### Directions for this task
Using the excerpted passage on meaning as the third metric, below, decide whether each statement agrees with it. Answer yes or no for each, quoting the words that settle it. 1. Chip Chapados is the narrator's partner at LPI. 2. Chip says people are very good at assessing the significance of any one change. 3. The narrator says vague concepts can lead to effective action.

Excited about my analysis, I called Chip Chapados (my partner at LPI and one of “the few good men” in my own words) and asked him what he thought. “I think you’re right,” he said after a moment of reflection. “If we define meaning as change that happens for better or worse, and if we contextualize that as human change, then meaning does make sense as the third metric.”

“Let’s define meaning, then, ” I suggested. As we often tell our clients, vague concepts cannot lead to effective action. Chip offered an interesting perspective: “If you think about it, that which has meaning to us usually involves change…or growth, or deterioration, for that matter. We usually find most meaning in that which involves a positive shift in how we think, feel and function or how others think, feel and function.” I liked Chip’s take on the meaning of meaning. “So for all practical purposes, we can equate, and thus define, meaning as change,” I summed up. Chip confirmed: “Something has meaning if, from your point of view, it changes things for better or worse. It could be for you or for your family, friends, employees, community, company, or society at large.”

We continued our discussion of the third metric for a few more minutes. “All observation is subjective, and that makes meaning as measure truly internal,” I remarked. “What I think is a positive or a negative change might be different from what others perceive. This also poses a challenge.” Chip agreed: “We are not very good at assessing the significance of meaning or any one change. But that should never stop us from trying. Consciously deciding on the meaning we want to create in our lives is still critical to living successfully and necessary to measuring our behavior better.”

“That brings up the point of why we really need measureswe need them to influence our own behavior!” I exclaimed, surprised that I hadn’t thought of it earlier. “Measures drive behavior, and that’s why it’s important to reflect on how we want to measure ourselves.” Chip thought for a second. “As I think of it now, the search is not only for the third metric but also for the right metric.”

### Dataset extract
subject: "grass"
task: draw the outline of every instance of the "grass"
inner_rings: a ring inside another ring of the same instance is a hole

### Task response
1. Yes: "I called Chip Chapados (my partner at LPI and one of “the few good men” in my own words)"
2. No: "We are not very good at assessing the significance of meaning or any one change."
3. No: "As we often tell our clients, vague concepts cannot lead to effective action."